**YOUR GOAL:** What you need to produce is the complete listing, repeated exactly.

BEGIN RECORD EXCERPTS

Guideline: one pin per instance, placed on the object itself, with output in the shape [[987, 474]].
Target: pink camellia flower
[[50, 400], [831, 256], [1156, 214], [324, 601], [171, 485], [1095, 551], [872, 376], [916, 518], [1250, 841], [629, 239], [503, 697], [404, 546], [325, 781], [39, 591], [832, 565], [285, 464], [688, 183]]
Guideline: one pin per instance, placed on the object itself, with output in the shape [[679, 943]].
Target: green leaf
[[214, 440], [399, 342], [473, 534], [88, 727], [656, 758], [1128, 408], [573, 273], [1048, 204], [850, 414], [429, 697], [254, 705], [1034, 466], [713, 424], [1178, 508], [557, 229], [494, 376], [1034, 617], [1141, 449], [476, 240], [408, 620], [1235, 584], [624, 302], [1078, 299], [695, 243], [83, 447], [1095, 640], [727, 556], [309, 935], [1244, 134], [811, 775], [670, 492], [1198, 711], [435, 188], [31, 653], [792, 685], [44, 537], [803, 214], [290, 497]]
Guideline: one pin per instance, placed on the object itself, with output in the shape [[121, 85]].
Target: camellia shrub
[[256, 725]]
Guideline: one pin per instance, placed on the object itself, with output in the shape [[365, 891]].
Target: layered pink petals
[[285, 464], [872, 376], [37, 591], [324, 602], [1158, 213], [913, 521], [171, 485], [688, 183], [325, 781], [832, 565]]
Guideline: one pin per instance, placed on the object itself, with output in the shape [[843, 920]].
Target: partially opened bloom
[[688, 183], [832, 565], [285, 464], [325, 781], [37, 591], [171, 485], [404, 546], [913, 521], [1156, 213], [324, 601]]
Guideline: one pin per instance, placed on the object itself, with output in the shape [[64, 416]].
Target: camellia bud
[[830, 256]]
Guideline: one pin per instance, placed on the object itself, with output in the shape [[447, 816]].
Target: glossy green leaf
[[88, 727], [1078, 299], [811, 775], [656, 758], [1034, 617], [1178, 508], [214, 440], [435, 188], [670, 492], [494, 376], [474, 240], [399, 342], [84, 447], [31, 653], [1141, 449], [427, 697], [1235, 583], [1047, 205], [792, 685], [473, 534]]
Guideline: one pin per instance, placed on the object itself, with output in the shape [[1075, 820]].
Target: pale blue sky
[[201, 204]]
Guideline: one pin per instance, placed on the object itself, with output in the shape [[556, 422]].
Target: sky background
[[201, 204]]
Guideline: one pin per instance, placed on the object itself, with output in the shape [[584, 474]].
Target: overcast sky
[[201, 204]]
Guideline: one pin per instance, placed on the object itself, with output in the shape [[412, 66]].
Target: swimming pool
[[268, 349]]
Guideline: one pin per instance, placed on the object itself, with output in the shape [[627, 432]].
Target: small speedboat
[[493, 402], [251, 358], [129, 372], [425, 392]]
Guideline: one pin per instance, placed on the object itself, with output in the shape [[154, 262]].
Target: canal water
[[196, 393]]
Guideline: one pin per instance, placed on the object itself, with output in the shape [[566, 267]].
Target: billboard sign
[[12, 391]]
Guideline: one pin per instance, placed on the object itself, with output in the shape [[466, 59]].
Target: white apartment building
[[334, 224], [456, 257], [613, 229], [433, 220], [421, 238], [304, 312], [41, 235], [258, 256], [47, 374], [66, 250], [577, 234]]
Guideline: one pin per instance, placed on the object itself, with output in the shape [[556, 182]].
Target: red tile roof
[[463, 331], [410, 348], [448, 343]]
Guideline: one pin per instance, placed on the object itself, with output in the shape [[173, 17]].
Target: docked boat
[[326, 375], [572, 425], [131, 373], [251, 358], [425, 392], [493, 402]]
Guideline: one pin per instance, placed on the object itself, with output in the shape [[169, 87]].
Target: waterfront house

END RECORD EXCERPTS

**RESULT FOR THIS TASK:**
Guideline: one pin per instance, placed on the object itself, with output in the shape [[987, 474]].
Target: pink camellia flower
[[50, 400], [831, 256], [1156, 214], [324, 601], [171, 485], [1095, 551], [872, 376], [916, 518], [1250, 841], [629, 239], [503, 697], [404, 546], [325, 781], [39, 591], [832, 565], [285, 464], [688, 183]]
Guideline: one pin per instance, placed on the object itself, with output in the shape [[679, 943]].
Target: green leaf
[[214, 440], [399, 342], [473, 534], [88, 727], [656, 758], [1128, 408], [573, 273], [1048, 204], [850, 414], [429, 697], [254, 705], [1034, 466], [713, 424], [1178, 508], [557, 229], [494, 376], [1034, 617], [1141, 449], [476, 240], [408, 620], [1235, 584], [624, 302], [1078, 299], [695, 243], [83, 447], [1095, 640], [727, 556], [309, 935], [1244, 134], [811, 775], [670, 492], [1198, 711], [435, 188], [31, 653], [792, 685], [44, 537], [803, 214], [290, 497]]
Guideline: one pin per instance, placed on the object itself, with output in the shape [[121, 85]].
Target: camellia shrub
[[256, 725]]
Guideline: one pin per instance, placed on the object itself, with output in the shape [[365, 891]].
Target: layered pink petals
[[285, 464], [872, 376], [37, 591], [324, 602], [1158, 213], [913, 521], [171, 485], [688, 183], [325, 781], [832, 565]]
Guideline: one pin per instance, placed on the object itself, with output in the shape [[843, 920]].
Target: partially opened bloom
[[688, 183], [832, 565], [285, 464], [325, 781], [37, 591], [171, 485], [404, 546], [913, 521], [1156, 213], [324, 601]]
Guideline: one pin per instance, placed on the object itself, with output in the shape [[64, 416]].
Target: camellia bud
[[830, 256]]
Guideline: one pin per instance, placed on the object itself, with output in the shape [[447, 816]].
Target: glossy green leaf
[[88, 727], [1078, 299], [811, 775], [656, 758], [1034, 617], [1178, 508], [214, 440], [435, 188], [670, 492], [494, 376], [474, 240], [399, 342], [84, 447], [31, 653], [1141, 449], [427, 697], [1235, 583], [1047, 205], [792, 685], [473, 534]]
Guideline: one pin per instance, placed on the object itself, with output in the shape [[1075, 820]].
Target: pale blue sky
[[201, 204]]
Guideline: one pin per instance, placed on the object itself, with output in the shape [[556, 422]].
Target: sky background
[[201, 204]]
Guideline: one pin per instance, placed on the object itself, with output in the shape [[584, 474]].
Target: overcast sky
[[201, 204]]
Guideline: one pin per instance, placed on the object itself, with output in the shape [[412, 66]].
Target: swimming pool
[[268, 349]]
Guideline: one pin per instance, placed on the object itself, with output in the shape [[627, 432]].
Target: small speedboat
[[493, 402], [251, 358], [129, 372], [425, 392]]
Guideline: one pin per instance, placed on the object itself, with output in the shape [[154, 262]].
Target: canal water
[[196, 393]]
Guideline: one pin per instance, placed on the object itself, with output in the shape [[566, 267]].
Target: billboard sign
[[12, 391]]
Guideline: one pin per instance, placed on the object itself, with output in the shape [[466, 59]].
Target: white apartment building
[[334, 224], [456, 257], [613, 229], [433, 220], [421, 238], [304, 312], [41, 235], [258, 256], [47, 374], [66, 250], [577, 234]]
Guideline: one pin per instance, placed on the object itself, with output in the shape [[556, 182]].
Target: red tile roof
[[463, 331], [410, 348], [448, 343]]
Guideline: one pin per instance, placed on the object itself, with output in the shape [[173, 17]].
Target: docked boat
[[326, 375], [572, 425], [131, 373], [251, 358], [425, 392], [493, 402]]
Guideline: one pin per instance, placed on the object itself, with output in the shape [[169, 87]].
Target: waterfront house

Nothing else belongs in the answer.